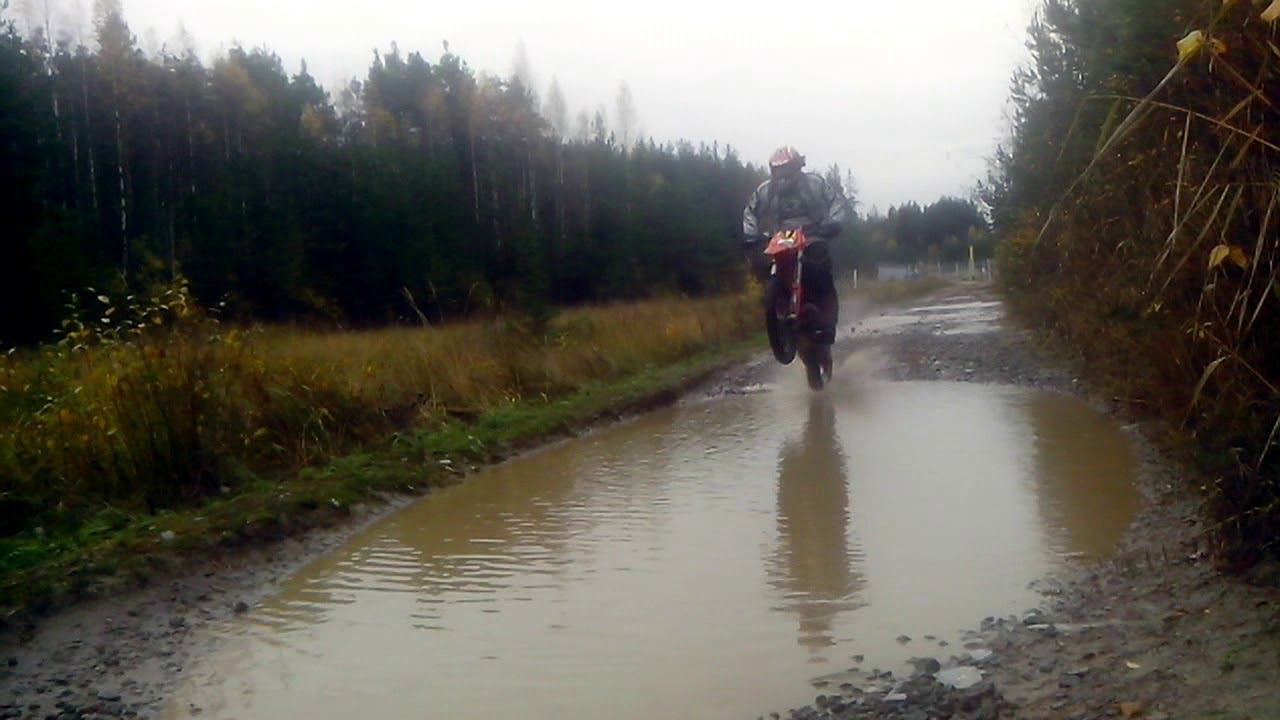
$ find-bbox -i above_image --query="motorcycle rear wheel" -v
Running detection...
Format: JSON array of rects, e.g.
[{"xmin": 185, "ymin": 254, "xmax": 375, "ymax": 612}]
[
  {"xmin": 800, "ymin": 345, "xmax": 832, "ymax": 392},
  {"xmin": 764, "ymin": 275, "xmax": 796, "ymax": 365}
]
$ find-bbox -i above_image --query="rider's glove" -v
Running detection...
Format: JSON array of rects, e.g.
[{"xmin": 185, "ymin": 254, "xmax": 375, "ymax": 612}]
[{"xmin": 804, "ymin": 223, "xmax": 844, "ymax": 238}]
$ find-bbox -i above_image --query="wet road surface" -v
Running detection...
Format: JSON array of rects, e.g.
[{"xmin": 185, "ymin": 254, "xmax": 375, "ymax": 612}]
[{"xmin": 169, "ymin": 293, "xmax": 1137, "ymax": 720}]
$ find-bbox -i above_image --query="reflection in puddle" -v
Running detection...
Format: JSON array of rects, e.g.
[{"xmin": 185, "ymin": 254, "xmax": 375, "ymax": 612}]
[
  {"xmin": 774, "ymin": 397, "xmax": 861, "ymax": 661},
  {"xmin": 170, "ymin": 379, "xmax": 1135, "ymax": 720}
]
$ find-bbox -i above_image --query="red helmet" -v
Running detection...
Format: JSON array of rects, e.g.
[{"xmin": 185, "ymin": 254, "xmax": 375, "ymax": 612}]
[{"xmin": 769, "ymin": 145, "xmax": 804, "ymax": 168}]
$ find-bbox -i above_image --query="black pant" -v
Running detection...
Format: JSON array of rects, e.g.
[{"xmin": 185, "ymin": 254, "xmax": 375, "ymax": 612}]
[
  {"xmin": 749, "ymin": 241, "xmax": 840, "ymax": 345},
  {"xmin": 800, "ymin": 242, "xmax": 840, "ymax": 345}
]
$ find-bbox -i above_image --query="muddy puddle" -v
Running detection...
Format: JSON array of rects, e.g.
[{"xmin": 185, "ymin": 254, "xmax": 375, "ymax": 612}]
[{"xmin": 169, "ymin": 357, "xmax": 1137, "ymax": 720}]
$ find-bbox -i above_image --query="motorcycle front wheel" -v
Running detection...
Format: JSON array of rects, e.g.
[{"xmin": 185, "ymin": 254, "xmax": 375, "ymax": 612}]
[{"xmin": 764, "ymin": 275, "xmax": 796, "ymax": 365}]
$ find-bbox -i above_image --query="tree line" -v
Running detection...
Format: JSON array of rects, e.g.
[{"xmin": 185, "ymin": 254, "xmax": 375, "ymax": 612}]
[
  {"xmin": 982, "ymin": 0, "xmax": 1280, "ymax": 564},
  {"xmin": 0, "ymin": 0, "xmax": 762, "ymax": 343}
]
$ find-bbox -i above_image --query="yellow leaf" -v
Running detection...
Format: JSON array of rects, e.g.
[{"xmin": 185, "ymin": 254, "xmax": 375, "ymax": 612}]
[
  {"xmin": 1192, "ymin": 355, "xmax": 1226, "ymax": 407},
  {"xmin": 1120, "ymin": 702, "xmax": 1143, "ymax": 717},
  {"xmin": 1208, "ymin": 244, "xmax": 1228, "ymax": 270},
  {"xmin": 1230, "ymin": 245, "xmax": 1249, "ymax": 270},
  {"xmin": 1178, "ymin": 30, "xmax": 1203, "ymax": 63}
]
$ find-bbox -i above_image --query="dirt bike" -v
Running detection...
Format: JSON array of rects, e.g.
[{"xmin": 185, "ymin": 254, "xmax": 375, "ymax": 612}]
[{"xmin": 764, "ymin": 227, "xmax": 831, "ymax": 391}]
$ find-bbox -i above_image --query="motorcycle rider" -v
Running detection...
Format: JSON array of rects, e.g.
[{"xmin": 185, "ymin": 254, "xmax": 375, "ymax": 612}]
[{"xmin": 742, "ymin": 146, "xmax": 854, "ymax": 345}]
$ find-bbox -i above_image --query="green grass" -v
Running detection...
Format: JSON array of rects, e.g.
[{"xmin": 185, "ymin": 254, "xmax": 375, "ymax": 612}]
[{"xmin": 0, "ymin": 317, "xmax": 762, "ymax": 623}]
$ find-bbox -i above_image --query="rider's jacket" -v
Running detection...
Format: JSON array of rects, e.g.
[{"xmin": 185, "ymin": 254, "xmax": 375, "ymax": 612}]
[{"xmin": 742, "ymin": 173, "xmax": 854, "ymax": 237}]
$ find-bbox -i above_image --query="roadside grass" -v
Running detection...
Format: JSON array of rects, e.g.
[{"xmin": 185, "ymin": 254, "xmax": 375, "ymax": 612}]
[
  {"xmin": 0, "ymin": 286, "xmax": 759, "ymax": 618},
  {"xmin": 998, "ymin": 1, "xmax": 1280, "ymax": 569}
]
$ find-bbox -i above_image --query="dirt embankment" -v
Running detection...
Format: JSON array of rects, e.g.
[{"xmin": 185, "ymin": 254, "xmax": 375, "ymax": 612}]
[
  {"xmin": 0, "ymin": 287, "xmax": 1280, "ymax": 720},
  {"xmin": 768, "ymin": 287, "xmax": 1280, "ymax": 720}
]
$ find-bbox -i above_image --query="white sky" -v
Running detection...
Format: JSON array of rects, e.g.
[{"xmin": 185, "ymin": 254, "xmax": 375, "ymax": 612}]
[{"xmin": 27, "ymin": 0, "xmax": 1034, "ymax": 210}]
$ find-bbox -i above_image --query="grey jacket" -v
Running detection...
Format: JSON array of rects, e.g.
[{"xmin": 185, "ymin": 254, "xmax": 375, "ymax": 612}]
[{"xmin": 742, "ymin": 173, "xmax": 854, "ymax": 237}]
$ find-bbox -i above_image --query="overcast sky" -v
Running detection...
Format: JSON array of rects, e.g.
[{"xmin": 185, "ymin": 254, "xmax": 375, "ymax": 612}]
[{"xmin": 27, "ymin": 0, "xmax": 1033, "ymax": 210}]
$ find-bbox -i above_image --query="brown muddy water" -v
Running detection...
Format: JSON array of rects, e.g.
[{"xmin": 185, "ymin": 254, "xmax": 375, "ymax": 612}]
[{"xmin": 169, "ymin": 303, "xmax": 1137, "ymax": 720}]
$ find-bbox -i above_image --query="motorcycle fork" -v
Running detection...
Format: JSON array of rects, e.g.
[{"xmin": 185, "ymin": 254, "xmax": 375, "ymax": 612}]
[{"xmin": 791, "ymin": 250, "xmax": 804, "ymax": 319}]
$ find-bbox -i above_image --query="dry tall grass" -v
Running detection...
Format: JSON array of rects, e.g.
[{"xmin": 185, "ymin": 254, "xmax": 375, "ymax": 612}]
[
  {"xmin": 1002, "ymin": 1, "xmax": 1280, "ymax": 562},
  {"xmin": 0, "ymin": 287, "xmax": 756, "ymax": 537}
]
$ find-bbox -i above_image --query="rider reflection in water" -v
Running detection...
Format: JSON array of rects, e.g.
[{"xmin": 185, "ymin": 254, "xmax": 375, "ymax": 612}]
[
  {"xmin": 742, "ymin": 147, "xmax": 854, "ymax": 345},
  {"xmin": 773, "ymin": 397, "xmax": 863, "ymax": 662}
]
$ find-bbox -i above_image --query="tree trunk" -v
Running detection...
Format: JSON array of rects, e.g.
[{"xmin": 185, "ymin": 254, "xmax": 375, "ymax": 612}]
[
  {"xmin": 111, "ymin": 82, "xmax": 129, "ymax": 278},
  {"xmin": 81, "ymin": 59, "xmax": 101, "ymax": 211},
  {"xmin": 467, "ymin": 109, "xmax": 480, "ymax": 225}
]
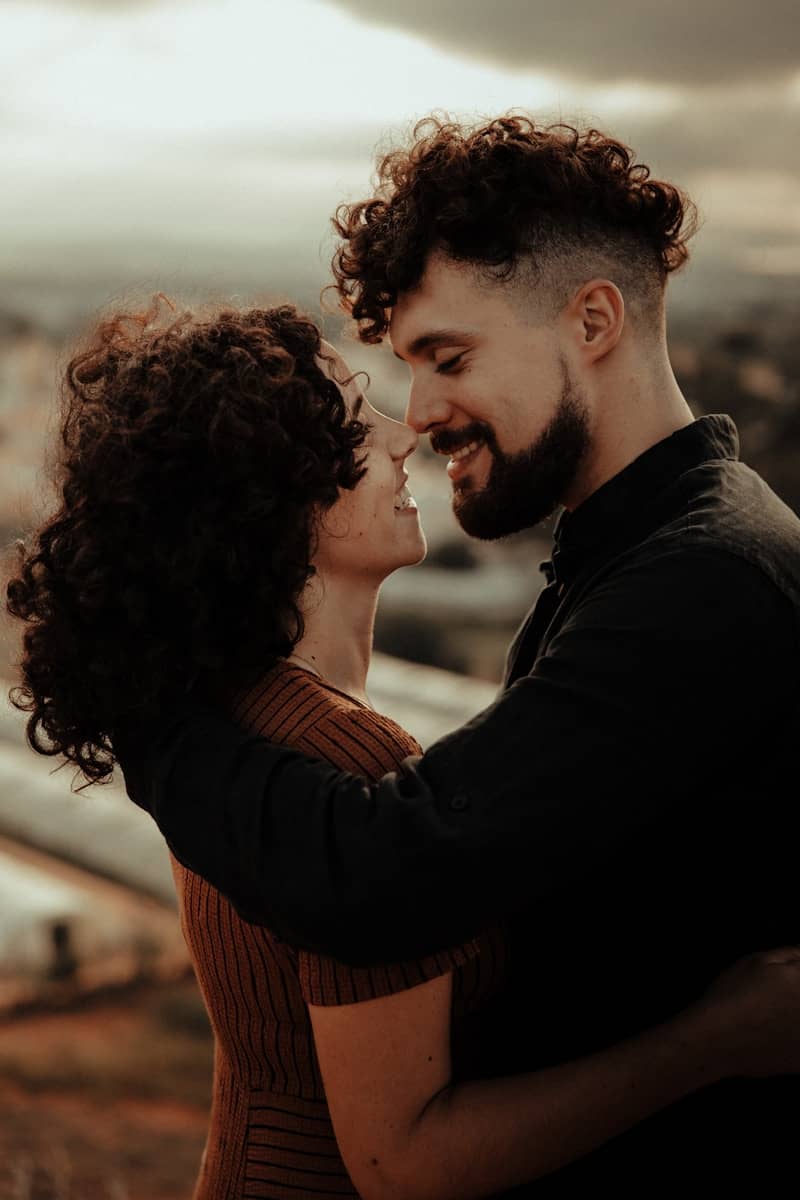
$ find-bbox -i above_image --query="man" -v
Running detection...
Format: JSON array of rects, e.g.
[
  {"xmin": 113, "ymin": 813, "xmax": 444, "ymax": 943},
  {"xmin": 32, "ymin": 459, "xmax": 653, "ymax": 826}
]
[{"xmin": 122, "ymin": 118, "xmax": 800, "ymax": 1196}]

+---+

**Goal of the exercise:** Tally the lines in the listing above that contain the string "jacket", counting a match only when the case is the same. Reply with the number alone.

**Answer for the task:** 2